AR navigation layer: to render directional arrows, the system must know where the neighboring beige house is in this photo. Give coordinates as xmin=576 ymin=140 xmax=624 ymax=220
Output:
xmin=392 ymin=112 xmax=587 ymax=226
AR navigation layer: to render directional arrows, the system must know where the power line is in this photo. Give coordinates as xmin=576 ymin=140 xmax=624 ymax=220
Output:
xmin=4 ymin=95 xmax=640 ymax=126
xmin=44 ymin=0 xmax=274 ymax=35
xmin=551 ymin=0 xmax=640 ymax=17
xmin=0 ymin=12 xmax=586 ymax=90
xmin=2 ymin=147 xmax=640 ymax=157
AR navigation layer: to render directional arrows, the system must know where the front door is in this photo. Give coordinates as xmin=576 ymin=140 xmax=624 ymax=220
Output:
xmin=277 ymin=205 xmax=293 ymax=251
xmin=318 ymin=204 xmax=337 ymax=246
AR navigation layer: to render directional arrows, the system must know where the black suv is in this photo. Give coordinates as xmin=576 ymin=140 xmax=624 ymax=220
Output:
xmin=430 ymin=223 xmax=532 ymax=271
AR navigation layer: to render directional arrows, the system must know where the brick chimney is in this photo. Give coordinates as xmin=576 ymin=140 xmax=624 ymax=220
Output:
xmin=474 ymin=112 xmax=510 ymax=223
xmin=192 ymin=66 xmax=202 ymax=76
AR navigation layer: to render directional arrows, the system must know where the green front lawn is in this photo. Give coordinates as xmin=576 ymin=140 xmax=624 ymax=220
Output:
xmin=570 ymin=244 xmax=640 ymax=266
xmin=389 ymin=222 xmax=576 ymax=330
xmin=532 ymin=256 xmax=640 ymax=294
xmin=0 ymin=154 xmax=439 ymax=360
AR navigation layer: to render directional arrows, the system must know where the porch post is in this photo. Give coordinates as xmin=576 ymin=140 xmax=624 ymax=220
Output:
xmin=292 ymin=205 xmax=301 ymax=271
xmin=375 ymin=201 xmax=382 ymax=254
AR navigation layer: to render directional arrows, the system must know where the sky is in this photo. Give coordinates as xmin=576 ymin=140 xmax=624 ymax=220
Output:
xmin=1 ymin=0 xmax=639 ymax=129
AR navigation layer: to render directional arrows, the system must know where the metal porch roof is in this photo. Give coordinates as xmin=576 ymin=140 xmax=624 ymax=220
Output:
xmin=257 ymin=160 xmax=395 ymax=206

= = = =

● **INSTRUCTIONS TO FOLLOW**
Transcribe only, please, the lines from the first line of the records through the line with "where the sky". Both of those lines are included.

● **ANSWER TO THIS PROBLEM**
AR navigation layer: to render directional arrows, the system must know where the neighboring beige house is in this photo. Give coordinates as xmin=576 ymin=140 xmax=624 ymax=220
Output:
xmin=392 ymin=112 xmax=587 ymax=226
AR navigation layer: to render directional arrows, the system must know where the power line is in this photo. Give coordinates as xmin=576 ymin=140 xmax=624 ymax=220
Output:
xmin=4 ymin=95 xmax=640 ymax=126
xmin=44 ymin=0 xmax=274 ymax=35
xmin=551 ymin=0 xmax=640 ymax=17
xmin=0 ymin=12 xmax=586 ymax=90
xmin=2 ymin=147 xmax=640 ymax=157
AR navigation layer: to render directional arrows, the system must know where the front door is in this photo. Give coordinates as xmin=576 ymin=140 xmax=624 ymax=220
Output:
xmin=277 ymin=205 xmax=293 ymax=251
xmin=318 ymin=204 xmax=337 ymax=246
AR navigation layer: to render directional arrows, the system must know where the black suv is in this photo. Give coordinates as xmin=576 ymin=140 xmax=624 ymax=220
Output:
xmin=430 ymin=223 xmax=532 ymax=271
AR navigation layer: to render directional arrows, the system must know where the brick chimney is in this photo. Give coordinates as xmin=576 ymin=140 xmax=624 ymax=220
Output:
xmin=474 ymin=112 xmax=510 ymax=223
xmin=192 ymin=66 xmax=202 ymax=76
AR navigation layer: to render directional arrows, the system must know where the green front lawn is in this photo. Give coordinates as xmin=576 ymin=140 xmax=624 ymax=220
Output:
xmin=570 ymin=244 xmax=640 ymax=266
xmin=389 ymin=222 xmax=576 ymax=330
xmin=532 ymin=256 xmax=640 ymax=294
xmin=0 ymin=154 xmax=439 ymax=360
AR navigation layer: to render directional arrows, the system must know where the porch post is in this photo. Give coordinates as xmin=576 ymin=140 xmax=624 ymax=220
Output:
xmin=292 ymin=205 xmax=301 ymax=271
xmin=375 ymin=201 xmax=382 ymax=254
AR navigation layer: to render directional arrows, the system must know where the sky is in this photo. Give coordinates as xmin=576 ymin=140 xmax=624 ymax=220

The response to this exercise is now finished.